The University of California, Irvine, by opening research partnerships with companies leasing space on its campus, is acting on new ideas that will help Southern California’s economy and university and industrial research nationwide.
Cisco Systems soon will relocate a division to the UCI Research Park, where it will join research facilities of America Online, Canon and 10 smaller companies.
The research park, in one dimension, represents a unique collaboration of real estate development, industrial growth and academic inquiry and instruction. The park sits on 85 acres leased by UCI to Irvine Co., the property development company that donated the land to create UCI.
Irvine Co. leases office and laboratory space in the park to firms that promise to participate in research projects with UCI and to give internships to students. UCI deans have veto power over which companies get to rent space in the park.
But in another sense, UCI’s collaborations with private industry are the newest level of joint research between corporations and centers of higher learning and for university-sponsored aid for start-up companies.
The trend is particularly strong in Southern California. Caltech, under its new president, David Baltimore, is developing a biochemistry center to encourage graduates to start companies adjacent to the Pasadena campus, with mutual monetary and research benefits to Caltech and to the entrepreneurs.

______

> What you should do:
Based on the passage about UCI's research park, decide whether each statement agrees with it, and give yes or no plus the words of the passage that settle it, quoted exactly: 1. Irvine Co. donated the land used to create UCI. 2. The research park covers 100 acres. 3. City officials decide which companies may rent space in the park.

[Labels for object points]
______

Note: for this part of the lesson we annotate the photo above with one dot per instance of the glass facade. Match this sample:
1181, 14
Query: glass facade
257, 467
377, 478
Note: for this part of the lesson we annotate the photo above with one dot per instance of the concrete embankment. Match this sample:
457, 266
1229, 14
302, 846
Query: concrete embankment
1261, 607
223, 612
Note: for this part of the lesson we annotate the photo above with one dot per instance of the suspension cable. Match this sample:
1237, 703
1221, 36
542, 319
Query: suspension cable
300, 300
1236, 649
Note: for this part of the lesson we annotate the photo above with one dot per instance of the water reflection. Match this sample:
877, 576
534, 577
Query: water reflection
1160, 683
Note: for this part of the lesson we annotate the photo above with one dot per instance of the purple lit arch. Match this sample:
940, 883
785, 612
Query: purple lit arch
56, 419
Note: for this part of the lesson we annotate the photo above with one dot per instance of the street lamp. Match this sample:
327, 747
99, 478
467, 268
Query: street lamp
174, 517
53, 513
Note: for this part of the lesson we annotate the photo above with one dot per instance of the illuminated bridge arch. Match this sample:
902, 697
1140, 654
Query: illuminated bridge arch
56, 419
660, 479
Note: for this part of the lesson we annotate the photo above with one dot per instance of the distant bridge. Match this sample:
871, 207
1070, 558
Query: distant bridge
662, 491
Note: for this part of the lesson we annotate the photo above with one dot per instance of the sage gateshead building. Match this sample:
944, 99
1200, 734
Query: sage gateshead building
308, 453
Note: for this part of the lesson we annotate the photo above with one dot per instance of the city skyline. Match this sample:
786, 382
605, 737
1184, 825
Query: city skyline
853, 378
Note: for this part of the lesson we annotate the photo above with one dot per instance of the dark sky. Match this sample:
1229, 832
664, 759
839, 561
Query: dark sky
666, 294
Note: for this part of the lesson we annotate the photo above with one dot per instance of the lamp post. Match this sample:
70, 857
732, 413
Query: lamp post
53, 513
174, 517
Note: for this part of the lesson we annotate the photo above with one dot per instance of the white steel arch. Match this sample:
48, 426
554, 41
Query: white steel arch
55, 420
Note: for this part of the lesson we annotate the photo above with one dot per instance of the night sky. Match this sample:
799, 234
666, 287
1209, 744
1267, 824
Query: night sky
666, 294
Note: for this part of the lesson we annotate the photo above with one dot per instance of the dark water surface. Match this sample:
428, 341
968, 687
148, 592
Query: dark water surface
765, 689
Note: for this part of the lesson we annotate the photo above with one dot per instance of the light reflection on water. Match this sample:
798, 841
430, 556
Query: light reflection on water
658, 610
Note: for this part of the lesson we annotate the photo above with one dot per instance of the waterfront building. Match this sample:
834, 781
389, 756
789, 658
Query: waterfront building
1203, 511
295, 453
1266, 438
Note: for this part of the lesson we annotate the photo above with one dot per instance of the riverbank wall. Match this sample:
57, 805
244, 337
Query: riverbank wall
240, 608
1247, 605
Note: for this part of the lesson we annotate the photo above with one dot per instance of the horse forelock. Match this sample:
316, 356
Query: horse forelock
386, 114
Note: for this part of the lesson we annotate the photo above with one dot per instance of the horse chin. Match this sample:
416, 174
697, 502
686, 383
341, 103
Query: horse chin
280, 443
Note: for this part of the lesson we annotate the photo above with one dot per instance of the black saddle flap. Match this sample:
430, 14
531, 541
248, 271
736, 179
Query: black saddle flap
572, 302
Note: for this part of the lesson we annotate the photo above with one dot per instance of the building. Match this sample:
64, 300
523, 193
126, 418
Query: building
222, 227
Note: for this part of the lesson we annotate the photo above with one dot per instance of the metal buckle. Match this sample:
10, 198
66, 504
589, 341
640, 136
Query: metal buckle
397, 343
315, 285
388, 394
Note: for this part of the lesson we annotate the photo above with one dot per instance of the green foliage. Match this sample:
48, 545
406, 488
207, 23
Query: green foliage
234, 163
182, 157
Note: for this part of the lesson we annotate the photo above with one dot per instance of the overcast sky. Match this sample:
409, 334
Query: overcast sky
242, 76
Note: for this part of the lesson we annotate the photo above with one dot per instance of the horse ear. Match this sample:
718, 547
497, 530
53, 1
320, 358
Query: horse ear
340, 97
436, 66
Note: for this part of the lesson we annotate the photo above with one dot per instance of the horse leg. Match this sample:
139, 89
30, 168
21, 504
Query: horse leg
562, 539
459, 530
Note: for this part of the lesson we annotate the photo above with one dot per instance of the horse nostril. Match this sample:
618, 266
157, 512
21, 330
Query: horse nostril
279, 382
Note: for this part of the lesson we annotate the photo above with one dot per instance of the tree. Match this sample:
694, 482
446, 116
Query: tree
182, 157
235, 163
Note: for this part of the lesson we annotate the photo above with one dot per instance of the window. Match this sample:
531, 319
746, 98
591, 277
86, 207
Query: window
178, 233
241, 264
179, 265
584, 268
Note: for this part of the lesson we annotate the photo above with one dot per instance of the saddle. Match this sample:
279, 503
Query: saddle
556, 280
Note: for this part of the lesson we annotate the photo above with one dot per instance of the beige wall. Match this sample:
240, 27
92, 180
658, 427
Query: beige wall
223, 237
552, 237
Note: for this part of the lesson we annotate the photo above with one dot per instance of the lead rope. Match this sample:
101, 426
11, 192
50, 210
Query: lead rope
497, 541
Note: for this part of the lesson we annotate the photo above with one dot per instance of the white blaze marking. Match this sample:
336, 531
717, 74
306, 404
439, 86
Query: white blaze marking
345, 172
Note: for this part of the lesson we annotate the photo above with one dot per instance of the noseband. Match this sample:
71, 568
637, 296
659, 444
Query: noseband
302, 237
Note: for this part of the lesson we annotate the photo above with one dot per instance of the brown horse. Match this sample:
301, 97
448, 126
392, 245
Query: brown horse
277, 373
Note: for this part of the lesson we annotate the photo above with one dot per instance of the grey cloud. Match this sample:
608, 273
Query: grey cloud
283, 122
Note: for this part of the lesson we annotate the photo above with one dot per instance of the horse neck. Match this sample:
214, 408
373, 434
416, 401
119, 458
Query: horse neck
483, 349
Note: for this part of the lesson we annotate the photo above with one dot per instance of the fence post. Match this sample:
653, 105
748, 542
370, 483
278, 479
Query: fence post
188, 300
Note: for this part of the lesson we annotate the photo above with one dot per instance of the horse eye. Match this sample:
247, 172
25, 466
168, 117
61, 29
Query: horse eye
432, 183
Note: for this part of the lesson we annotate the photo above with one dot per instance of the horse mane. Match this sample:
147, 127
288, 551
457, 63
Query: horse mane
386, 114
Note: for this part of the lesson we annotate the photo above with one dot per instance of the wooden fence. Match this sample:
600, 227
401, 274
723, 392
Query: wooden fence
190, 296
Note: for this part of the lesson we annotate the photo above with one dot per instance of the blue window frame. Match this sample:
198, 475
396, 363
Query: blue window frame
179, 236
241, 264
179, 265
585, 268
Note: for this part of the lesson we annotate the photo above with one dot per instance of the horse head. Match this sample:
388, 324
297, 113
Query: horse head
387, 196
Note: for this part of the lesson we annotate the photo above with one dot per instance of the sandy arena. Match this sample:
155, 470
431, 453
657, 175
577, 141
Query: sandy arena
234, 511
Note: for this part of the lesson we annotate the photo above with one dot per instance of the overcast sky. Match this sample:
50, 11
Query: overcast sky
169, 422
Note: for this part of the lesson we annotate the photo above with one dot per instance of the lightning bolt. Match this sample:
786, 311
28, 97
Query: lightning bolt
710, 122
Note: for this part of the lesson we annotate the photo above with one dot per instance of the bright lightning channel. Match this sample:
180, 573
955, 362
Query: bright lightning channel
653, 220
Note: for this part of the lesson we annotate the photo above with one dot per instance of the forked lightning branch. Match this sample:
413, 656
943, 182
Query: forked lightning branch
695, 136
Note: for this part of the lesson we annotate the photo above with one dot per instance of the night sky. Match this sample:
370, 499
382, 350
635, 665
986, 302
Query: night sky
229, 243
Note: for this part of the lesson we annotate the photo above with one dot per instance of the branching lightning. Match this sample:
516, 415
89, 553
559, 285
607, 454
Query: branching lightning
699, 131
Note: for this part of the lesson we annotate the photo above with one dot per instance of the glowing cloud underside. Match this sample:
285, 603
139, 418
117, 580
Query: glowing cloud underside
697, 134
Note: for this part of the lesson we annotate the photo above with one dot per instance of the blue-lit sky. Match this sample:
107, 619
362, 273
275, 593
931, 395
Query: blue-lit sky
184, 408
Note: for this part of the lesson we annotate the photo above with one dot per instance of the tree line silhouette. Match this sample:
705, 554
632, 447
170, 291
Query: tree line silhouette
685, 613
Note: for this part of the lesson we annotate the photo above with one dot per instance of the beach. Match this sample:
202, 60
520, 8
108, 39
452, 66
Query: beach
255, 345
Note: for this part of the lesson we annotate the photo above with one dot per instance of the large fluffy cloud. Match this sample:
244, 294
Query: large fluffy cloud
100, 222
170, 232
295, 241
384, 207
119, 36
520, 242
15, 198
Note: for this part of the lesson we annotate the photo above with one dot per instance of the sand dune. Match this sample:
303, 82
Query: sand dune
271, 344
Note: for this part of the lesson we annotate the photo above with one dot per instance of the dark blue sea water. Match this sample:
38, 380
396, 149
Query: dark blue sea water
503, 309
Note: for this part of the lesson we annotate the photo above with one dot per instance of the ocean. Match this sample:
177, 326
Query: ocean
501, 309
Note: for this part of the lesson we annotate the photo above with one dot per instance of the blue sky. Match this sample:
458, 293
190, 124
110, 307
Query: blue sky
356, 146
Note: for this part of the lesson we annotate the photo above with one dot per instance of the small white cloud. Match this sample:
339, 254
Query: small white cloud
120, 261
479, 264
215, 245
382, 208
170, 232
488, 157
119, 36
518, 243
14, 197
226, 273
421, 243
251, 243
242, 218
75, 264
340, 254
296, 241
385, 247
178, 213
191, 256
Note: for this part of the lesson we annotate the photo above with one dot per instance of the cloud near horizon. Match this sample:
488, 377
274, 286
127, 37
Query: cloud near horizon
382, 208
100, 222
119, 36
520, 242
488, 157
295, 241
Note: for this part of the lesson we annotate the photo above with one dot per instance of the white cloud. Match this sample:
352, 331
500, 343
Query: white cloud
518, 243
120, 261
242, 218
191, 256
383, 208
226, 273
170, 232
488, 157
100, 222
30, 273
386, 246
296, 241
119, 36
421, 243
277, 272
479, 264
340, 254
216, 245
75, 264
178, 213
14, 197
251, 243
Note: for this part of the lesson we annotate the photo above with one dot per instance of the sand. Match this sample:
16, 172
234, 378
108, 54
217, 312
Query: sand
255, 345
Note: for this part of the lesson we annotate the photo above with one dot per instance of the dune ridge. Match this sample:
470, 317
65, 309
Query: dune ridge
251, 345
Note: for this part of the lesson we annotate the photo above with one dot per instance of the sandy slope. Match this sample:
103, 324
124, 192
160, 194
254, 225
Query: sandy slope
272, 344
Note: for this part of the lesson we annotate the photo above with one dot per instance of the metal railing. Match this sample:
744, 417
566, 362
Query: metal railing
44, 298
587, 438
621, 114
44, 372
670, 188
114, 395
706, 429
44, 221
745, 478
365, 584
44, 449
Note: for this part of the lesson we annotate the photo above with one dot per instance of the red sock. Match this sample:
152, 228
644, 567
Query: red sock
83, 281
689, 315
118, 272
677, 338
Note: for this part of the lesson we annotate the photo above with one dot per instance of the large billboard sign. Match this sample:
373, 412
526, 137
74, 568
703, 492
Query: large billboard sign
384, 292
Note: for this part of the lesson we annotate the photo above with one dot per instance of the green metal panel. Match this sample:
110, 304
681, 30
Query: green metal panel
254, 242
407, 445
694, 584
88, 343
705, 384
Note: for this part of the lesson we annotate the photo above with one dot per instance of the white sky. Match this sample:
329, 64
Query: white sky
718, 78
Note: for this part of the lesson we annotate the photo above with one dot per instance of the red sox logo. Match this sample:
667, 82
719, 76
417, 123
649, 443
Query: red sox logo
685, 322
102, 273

______

> Task result:
1. Yes: "the property development company that donated the land to create UCI."
2. No: "The park sits on 85 acres leased by UCI to Irvine Co."
3. No: "UCI deans have veto power over which companies get to rent space in the park."